Could you format all of the data below as a Markdown table with the columns "Row" and "Data line", one numbered row per line, skipping blank lines and leaving the pictures out?
--- START OF DATASET EXTRACT ---
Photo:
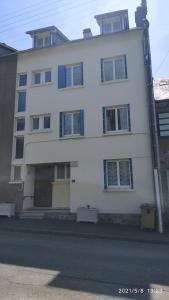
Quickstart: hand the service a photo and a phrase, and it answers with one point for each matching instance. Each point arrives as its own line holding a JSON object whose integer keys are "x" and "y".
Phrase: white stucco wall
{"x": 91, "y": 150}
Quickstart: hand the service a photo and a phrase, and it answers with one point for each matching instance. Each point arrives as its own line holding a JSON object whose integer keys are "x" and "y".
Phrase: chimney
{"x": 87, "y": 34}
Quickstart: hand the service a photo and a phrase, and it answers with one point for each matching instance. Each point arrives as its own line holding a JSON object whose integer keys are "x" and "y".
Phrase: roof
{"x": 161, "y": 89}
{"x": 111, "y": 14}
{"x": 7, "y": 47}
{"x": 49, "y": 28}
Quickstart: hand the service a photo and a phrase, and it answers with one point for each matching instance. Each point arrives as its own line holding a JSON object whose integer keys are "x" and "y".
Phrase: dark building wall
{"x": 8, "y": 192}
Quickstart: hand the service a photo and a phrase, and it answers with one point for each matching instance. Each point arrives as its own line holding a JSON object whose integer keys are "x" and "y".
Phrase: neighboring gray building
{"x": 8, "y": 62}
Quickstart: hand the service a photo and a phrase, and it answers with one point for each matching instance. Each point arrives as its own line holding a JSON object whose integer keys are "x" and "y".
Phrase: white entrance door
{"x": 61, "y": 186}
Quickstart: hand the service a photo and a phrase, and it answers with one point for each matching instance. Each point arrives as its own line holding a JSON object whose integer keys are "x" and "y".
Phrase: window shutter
--- END OF DATASET EXTRACT ---
- **ANSWER TO THIS EXERCISE**
| Row | Data line |
|---|---|
| 1 | Photo: |
| 2 | Quickstart: hand the service a photo and a phrase, and it answers with one point for each matching instance. Each point arrives as its own line holding a JSON object whose integer keys are "x" and "y". |
| 3 | Phrase: white stucco wall |
| 4 | {"x": 91, "y": 150} |
| 5 | Quickstart: hand the service a photo and a phrase, and it answers with one point for each matching instance. Each point arrives as its own line holding a JSON object whose integer keys are "x" and "y". |
| 6 | Phrase: chimney |
| 7 | {"x": 87, "y": 34} |
| 8 | Quickstart: hand the service a photo and a phrase, and it answers with one point for each matching instance. Each point arrives as its own line holding a JSON object whose integer keys are "x" and "y". |
| 9 | Phrase: roof |
| 10 | {"x": 161, "y": 89} |
| 11 | {"x": 111, "y": 14} |
| 12 | {"x": 7, "y": 47} |
| 13 | {"x": 49, "y": 28} |
| 14 | Quickstart: hand the service a photo and a phrase, and it answers with one point for each matching instance. Each point arrives as its own line holding a JSON object whose integer keys are "x" and "y". |
| 15 | Phrase: dark building wall |
| 16 | {"x": 8, "y": 192} |
| 17 | Quickstart: hand the service a photo and a phrase, and it answers with one point for each matching instance. Each point arrives as its own line holding a JSON object whose integer keys are "x" and "y". |
| 18 | Phrase: neighboring gray building |
| 19 | {"x": 8, "y": 62} |
| 20 | Quickstart: hand the service a photo and a phrase, and it answers with one point for each matching instance. Each point arrives as its own line holding a JSON object whose integer keys are "x" and "y". |
| 21 | Phrase: white entrance door |
| 22 | {"x": 61, "y": 186} |
| 23 | Quickstart: hand the service a photo and a phrase, and it answers with one point for each matching instance. Each point arrives as its own line holding a JSON object whose integer keys are "x" and "y". |
| 24 | Phrase: window shutter |